*Things to do*:
[a] In the litigation passage, how many years did the writer spend as a practicing litigator?
[b] Transcribe the part of the litigation passage that opens with the words containing "I spent about" and closes with "decision become impossible.".
[c] Go on with the litigation passage, picking up after its last sentence.

*Given text*:

##############################

I spent about 8 years as a practicing litigator, and one puzzle I keep coming back to is the fact that most modern litigation is really about judgment enforcement and not about establishing the truth of events. Most of the legal training, education, and scholarship apparatus is built around teaching lawyers how to establish facts given existing law, but in the 21st century, establishing facts that prove someone did something bad is trivial. The problem if anything is that savvy defendants understand this and use the discovery process to flood the system with so much information that decision become impossible.

But once someone is found liable, we underrate the extent to which our judgment enforcement system relies on trust that people will pay up once that happens. If a bad actor doesn't want to participate in that system, it's very easy to move assets and use the various available system(s) of limited liability and asset shielding to make the judgment creditor (and their lawyer) spend the next five years trying to squeeze out a single dollar. And when parties do agree to pay up (through settlement), the agreement is implicitly discounted on the understanding that the defendant will fully use this system to their advantage if the plaintiff refuses the deal.

Blissex's avatar

«If a bad actor doesn't want to participate in that system, it's very easy to move assets and use the various available system(s) of limited liability and asset shielding to make the judgment creditor (and their lawyer) spend the next five years trying to squeeze out a single dollar.»

##############################

*Provided data*:
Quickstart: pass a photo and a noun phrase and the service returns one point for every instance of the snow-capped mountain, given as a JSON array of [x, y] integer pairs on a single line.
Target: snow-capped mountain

##############################

*Task responses*:
[a] About 8 years.

[b]
I spent about 8 years as a practicing litigator, and one puzzle I keep coming back to is the fact that most modern litigation is really about judgment enforcement and not about establishing the truth of events. Most of the legal training, education, and scholarship apparatus is built around teaching lawyers how to establish facts given existing law, but in the 21st century, establishing facts that prove someone did something bad is trivial. The problem if anything is that savvy defendants understand this and use the discovery process to flood the system with so much information that decision become impossible.

[c]
That the legal system is very slow, very expensive and outcomes can be ineffective seems to me a very clear policy to protect incumbents. The Purpose Of The System Is What It Does

On a similar topic 1834 Alexis de Tocqueville wrote in the classic "Democracy in America":

“Consequently, in the United States the law favors those classes that elsewhere are most interested in evading it. [...] In America there is no law against fraudulent bankruptcies, not because they are few, but because they are many. The dread of being prosecuted as a bankrupt is greater in the minds of the majority than the fear of being ruined by the bankruptcy of others; and a sort of guilty tolerance is extended by the public conscience to an offense which everyone condemns in his individual capacity.”

Albert Short's avatar

I remember being gobsmacked when reading "The New Industrial State" ~2010 when Galbraith described pretty much the same kind of ostracization as the reason the post WWII technocrats didn't just loot their firms by stripping them to the studs for a quick cash hit. By 2010, this was considered superlative capital efficiency.

mike harper's avatar

We are watching the tDrumpf version of "Cold Sholder" playing out in the US regulatory agencies.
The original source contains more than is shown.